▶ _Texte à lire_
◆ ◆ ◆ ◆ ◆
LES ENFANTS RENSEIGNENT LES ENFANTS

     À d'aussi dispendieux parachutages, la formule volontariste et simple représentée par l'expérience documentaire « réseau » propose une réelle alternative. Une alternative douce. Une éco-technologie de la communication pourrait-on même dire.

     En même temps que bien mieux maîtrisables par tous, bien plus efficaces et bien moins dispendieuses, semblables pratiques ont en plus l'avantage, en ces temps de disette, de justifier des emplois. Et même, ce qui ne gâte rien, des emplois passionnants !

     Sans compter celui de permettre le désenclavement d'écoles rurales comme de banlieues qui demeurent autant de « Petites Structures de Communication » [5] à l'écart des autoroutes, y compris électroniques !

     On peut hélas douter que la simple systématisation de l'équipement en télécopieurs de ces écoles entraîne, de la part des jeunes dans les classes, un gros surcroît de demandes de renseignements par fax.
◆ ◆ ◆ ◆ ◆
▶ _Document source_
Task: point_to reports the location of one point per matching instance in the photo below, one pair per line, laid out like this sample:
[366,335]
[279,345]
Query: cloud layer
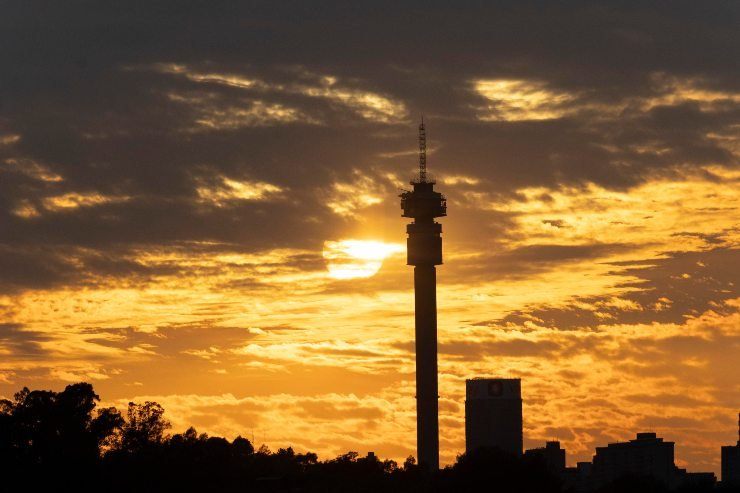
◆ ◆ ◆ ◆ ◆
▶ _Travail à faire_
A: Pour chacune des affirmations suivantes, dites si elle concorde avec le texte « Les enfants renseignent les enfants » en répondant par oui ou par non, puis citez les mots du texte qui tranchent. (i) Les pratiques de l'expérience documentaire « réseau » coûtent plus cher que les parachutages. (ii) Ces pratiques permettent de justifier des emplois. (iii) Équiper systématiquement les écoles en télécopieurs entraînera certainement beaucoup plus de demandes de renseignements par fax.
B: Poursuivez le texte « Les enfants renseignent les enfants » à la suite de sa dernière phrase.
La liste forme un document distinct du texte « Les enfants renseignent les enfants ».

▶ _Corrigé_
A:
(i) Non : « bien moins dispendieuses ».
(ii) Oui : « de justifier des emplois ».
(iii) Non : « On peut hélas douter que la simple systématisation de l'équipement en télécopieurs de ces écoles entraîne, de la part des jeunes dans les classes, un gros surcroît de demandes de renseignements par fax ».

B:
     La démarche pédagogique est un tout et, l'expérience le prouve, le réflexe de se tourner vers le télécopieur pour solliciter une aide documentaire n'est pas si évident à acquérir.

     Par contre, lorsqu'il s'exerce en réseau, le recours documentaire s'inscrit tout naturellement dans la pratique quotidienne d'échanges.

     C'est le propre d'une démarche coopérative. Démarche parfaitement illustrée par exemple par le service « Les enfants renseignent les enfants » proposé par les jeunes de l'école d'Aizenay [6].

     Bien dans la tradition École Moderne, ils se mettent par télécopieur interposé, avec les 1 200 ouvrages documentaires de leur B.C.D. et leur très riche « Bibliothèque du Travail », à la disposition de leurs camarades du réseau.

UNE CORRESPONDANCE PLUS NATURELLE

     C'est cette pratique quotidienne d'interactions coopératives que développent si bien télémessagerie interscolaire comme télécopie en réseau et dont les échanges point à point, traditionnels d'une école à une autre, ne peuvent procurer qu'un assez pauvre avant-goût.

     C'est pourtant à cette pratique aujourd'hui archaïque de la correspondance interscolaire que semblent s'être limités les ambitions d'échanges fax, non seulement de la pédagogie officielle mais aussi de certaines structures locales [7] y compris de mouvements pédagogiques à vocation coopérative pourtant affichée.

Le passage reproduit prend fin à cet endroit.